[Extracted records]
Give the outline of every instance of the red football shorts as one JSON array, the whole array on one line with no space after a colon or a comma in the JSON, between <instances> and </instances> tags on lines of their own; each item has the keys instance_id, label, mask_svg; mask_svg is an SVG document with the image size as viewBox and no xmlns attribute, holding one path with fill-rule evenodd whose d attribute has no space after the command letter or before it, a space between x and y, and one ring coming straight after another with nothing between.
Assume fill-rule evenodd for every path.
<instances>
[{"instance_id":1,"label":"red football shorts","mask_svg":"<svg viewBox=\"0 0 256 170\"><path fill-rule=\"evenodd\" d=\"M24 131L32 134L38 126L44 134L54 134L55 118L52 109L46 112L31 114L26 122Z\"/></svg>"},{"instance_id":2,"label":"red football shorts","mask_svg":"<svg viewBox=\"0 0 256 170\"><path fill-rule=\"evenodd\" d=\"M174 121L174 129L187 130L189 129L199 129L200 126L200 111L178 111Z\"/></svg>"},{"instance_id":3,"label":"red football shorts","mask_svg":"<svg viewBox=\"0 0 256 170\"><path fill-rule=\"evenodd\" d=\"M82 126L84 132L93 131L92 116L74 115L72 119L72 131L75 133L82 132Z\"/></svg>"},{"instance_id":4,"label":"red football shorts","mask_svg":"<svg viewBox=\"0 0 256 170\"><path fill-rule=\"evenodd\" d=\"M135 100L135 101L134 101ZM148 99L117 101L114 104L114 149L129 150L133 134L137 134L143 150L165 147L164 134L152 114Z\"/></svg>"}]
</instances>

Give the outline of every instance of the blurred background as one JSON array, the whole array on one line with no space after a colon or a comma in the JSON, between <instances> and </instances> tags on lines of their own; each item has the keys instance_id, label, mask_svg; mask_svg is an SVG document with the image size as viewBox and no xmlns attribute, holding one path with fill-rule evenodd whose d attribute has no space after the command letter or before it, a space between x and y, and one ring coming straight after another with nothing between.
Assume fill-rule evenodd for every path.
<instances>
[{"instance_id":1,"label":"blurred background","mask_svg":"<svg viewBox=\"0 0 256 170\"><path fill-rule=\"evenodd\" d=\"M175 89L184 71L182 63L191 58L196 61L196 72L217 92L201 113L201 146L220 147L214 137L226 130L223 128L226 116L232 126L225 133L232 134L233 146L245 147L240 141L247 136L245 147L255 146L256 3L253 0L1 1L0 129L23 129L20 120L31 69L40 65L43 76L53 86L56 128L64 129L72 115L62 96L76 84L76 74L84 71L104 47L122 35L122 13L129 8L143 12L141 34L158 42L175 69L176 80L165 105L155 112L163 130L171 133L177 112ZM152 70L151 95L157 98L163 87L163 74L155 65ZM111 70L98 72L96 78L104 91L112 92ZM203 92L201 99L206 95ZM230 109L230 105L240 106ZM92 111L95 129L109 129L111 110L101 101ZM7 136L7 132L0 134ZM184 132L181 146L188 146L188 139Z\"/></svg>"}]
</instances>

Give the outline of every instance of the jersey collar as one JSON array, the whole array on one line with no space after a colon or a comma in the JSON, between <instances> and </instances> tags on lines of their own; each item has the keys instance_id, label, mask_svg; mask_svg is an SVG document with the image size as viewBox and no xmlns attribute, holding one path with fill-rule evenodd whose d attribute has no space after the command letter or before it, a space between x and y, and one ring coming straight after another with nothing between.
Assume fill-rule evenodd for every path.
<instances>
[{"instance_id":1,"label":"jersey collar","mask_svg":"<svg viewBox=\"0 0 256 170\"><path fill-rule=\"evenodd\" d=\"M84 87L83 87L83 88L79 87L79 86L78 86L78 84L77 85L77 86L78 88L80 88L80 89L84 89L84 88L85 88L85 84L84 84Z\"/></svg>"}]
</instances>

# The exercise
Recast the lines from the one containing "Give the outline of every instance of the jersey" through the last line above as a two-column CSV with the headers input and output. Give one row per item, with its wording in the input field and its answer in the output field, each field quoted and with line breaks turned into spaces.

# Reply to the exercise
input,output
"Give the outline of every instance of the jersey collar as one JSON array, the whole array on one line with no space after a colon or a comma in the JSON, between <instances> and </instances> tags on lines of their own; each item has the keys instance_id, label, mask_svg; mask_svg is an SVG document with the image size as viewBox and no xmlns attribute, holding one path with fill-rule evenodd whose d attribute has no space after the command letter or before it, a space between x and y, and one ring coming straight after another with nothing between. Assume fill-rule evenodd for every path.","<instances> [{""instance_id"":1,""label"":""jersey collar"",""mask_svg"":""<svg viewBox=\""0 0 256 170\""><path fill-rule=\""evenodd\"" d=\""M84 87L83 87L83 88L79 87L79 86L78 86L78 84L77 85L77 86L78 88L80 88L80 89L84 89L84 88L85 88L85 84L84 84Z\""/></svg>""}] </instances>"